REQUEST
Transcribe the records below exactly as they appear.
======
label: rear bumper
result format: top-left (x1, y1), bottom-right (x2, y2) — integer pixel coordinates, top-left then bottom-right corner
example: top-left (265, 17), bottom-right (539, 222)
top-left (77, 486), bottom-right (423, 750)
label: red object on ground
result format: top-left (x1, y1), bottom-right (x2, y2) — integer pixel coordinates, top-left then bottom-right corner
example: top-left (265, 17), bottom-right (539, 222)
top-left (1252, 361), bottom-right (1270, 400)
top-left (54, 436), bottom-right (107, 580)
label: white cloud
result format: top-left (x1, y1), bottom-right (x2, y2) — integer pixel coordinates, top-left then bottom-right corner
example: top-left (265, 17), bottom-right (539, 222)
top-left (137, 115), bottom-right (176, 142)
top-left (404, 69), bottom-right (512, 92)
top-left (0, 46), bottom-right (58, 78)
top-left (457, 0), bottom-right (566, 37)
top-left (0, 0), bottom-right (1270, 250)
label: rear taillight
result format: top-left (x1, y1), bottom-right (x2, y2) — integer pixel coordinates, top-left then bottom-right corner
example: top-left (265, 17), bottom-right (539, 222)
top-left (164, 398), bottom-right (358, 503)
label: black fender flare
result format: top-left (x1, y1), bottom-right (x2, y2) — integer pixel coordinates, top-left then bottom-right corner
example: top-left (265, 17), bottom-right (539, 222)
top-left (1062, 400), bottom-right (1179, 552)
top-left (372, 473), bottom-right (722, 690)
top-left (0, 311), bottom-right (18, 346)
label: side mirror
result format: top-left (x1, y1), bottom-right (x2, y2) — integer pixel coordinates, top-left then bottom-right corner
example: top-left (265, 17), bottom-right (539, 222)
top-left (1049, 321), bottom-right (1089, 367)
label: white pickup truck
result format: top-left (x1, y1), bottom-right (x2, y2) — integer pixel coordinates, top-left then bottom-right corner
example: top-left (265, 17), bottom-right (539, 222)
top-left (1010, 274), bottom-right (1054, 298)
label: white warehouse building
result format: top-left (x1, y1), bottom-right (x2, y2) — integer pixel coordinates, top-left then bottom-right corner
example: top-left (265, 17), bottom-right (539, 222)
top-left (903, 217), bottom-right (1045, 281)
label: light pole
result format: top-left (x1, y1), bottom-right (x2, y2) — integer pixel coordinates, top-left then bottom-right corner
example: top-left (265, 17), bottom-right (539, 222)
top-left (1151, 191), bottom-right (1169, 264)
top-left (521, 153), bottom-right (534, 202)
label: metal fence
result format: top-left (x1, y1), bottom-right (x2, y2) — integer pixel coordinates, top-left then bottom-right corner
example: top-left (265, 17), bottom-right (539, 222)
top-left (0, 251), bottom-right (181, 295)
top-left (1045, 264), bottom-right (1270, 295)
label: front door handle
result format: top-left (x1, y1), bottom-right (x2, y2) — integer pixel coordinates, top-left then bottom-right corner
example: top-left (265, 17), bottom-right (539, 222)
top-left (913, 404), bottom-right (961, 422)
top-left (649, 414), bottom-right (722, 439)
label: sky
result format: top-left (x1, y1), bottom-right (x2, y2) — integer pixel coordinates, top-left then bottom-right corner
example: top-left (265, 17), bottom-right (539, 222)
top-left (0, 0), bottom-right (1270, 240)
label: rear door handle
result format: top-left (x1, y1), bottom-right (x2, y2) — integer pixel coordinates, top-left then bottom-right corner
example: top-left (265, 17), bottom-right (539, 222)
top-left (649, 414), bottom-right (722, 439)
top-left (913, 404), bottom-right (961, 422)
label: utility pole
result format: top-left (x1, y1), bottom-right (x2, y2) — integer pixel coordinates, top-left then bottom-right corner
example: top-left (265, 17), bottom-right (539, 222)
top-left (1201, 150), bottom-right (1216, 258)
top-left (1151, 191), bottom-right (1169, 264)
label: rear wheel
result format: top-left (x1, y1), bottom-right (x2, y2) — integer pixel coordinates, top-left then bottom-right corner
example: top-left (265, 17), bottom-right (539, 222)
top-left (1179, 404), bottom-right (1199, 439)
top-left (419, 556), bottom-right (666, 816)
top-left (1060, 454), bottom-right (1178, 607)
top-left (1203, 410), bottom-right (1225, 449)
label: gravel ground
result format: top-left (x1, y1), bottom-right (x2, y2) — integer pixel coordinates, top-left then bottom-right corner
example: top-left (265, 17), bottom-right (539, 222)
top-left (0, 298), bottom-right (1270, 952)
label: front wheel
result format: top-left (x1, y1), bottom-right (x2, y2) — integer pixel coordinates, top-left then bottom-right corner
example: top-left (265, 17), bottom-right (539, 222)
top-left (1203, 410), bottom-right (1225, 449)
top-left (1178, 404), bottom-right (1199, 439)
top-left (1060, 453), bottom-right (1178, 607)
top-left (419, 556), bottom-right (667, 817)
======
RIGHT ANSWER
label: rear bumper
result format: top-left (x1, y1), bottom-right (x2, y2) — integer pixel coordinates, top-left then bottom-right corner
example: top-left (265, 17), bottom-right (539, 222)
top-left (77, 486), bottom-right (423, 750)
label: red object on ground
result format: top-left (x1, y1), bottom-right (x2, y2) — integer pixel coordinates, top-left then bottom-right corner
example: top-left (265, 17), bottom-right (539, 222)
top-left (1252, 361), bottom-right (1270, 400)
top-left (54, 436), bottom-right (107, 580)
label: white cloud
result format: top-left (x1, y1), bottom-right (x2, y2) — integer pixel coordinates, top-left then bottom-right corner
example: top-left (265, 17), bottom-right (539, 222)
top-left (137, 115), bottom-right (176, 142)
top-left (404, 69), bottom-right (512, 92)
top-left (0, 46), bottom-right (58, 78)
top-left (457, 0), bottom-right (566, 37)
top-left (0, 0), bottom-right (1270, 250)
label: rear taillight
result format: top-left (x1, y1), bottom-right (x2, y2) — integer pixel coordinates, top-left then bottom-right corner
example: top-left (265, 17), bottom-right (539, 222)
top-left (164, 398), bottom-right (358, 503)
label: black fender flare
result format: top-left (x1, y1), bottom-right (x2, y2) — integer pixel coordinates, top-left then bottom-right corner
example: top-left (265, 17), bottom-right (539, 222)
top-left (1062, 400), bottom-right (1179, 552)
top-left (372, 473), bottom-right (722, 690)
top-left (0, 311), bottom-right (18, 346)
label: side mirror
result format: top-left (x1, y1), bottom-right (x2, y2) — integer pixel coordinates, top-left then bottom-right corner
example: top-left (265, 17), bottom-right (539, 222)
top-left (1049, 321), bottom-right (1089, 367)
label: white pickup truck
result format: top-left (x1, y1), bottom-right (x2, y2) — integer pixel coordinates, top-left then bottom-right corner
example: top-left (265, 17), bottom-right (539, 222)
top-left (1010, 274), bottom-right (1054, 298)
label: white warehouse building
result format: top-left (x1, y1), bottom-right (x2, y2) — integer pixel coordinates, top-left then bottom-right corner
example: top-left (265, 17), bottom-right (539, 222)
top-left (903, 217), bottom-right (1045, 281)
label: light pole
result format: top-left (x1, y1), bottom-right (x2, y2) — integer pixel coordinates, top-left then bottom-right corner
example: top-left (265, 17), bottom-right (539, 222)
top-left (1151, 191), bottom-right (1169, 264)
top-left (521, 153), bottom-right (534, 202)
label: metal fence
result format: top-left (x1, y1), bottom-right (x2, y2) — integer pixel coordinates, top-left then bottom-right corner
example: top-left (265, 17), bottom-right (539, 222)
top-left (0, 251), bottom-right (181, 295)
top-left (1045, 264), bottom-right (1270, 295)
label: front door handle
result format: top-left (x1, y1), bottom-right (x2, y2) — integer pixel coordinates, top-left then bottom-right corner
example: top-left (265, 17), bottom-right (539, 222)
top-left (913, 404), bottom-right (961, 422)
top-left (649, 414), bottom-right (722, 439)
label: sky
result format: top-left (x1, y1), bottom-right (x2, y2) — integer pixel coordinates, top-left then bottom-right corner
example: top-left (265, 17), bottom-right (539, 222)
top-left (0, 0), bottom-right (1270, 240)
label: rear door handle
result format: top-left (x1, y1), bottom-right (x2, y2) — integer pixel coordinates, top-left then bottom-right corner
example: top-left (265, 17), bottom-right (539, 222)
top-left (649, 414), bottom-right (722, 439)
top-left (913, 404), bottom-right (961, 422)
label: utility pole
result format: top-left (x1, y1), bottom-right (x2, y2) — integer pixel coordinates, top-left then bottom-right corner
example: top-left (265, 17), bottom-right (539, 222)
top-left (1201, 150), bottom-right (1216, 258)
top-left (1151, 191), bottom-right (1169, 264)
label: rear wheel
result format: top-left (x1, y1), bottom-right (x2, y2) — integer pixel coordinates, top-left then bottom-right corner
example: top-left (265, 17), bottom-right (539, 222)
top-left (1179, 404), bottom-right (1199, 439)
top-left (419, 556), bottom-right (666, 816)
top-left (1060, 454), bottom-right (1178, 607)
top-left (1203, 410), bottom-right (1225, 449)
label: gravel ground
result format: top-left (x1, y1), bottom-right (x2, y2) — integer pixel coordinates, top-left then bottom-right corner
example: top-left (265, 17), bottom-right (539, 222)
top-left (0, 298), bottom-right (1270, 952)
label: front wheel
result format: top-left (x1, y1), bottom-right (x2, y2) — integer pixel coordinates, top-left then bottom-right corner
example: top-left (265, 17), bottom-right (539, 222)
top-left (1203, 410), bottom-right (1225, 449)
top-left (1178, 404), bottom-right (1199, 439)
top-left (1060, 453), bottom-right (1178, 607)
top-left (419, 556), bottom-right (667, 817)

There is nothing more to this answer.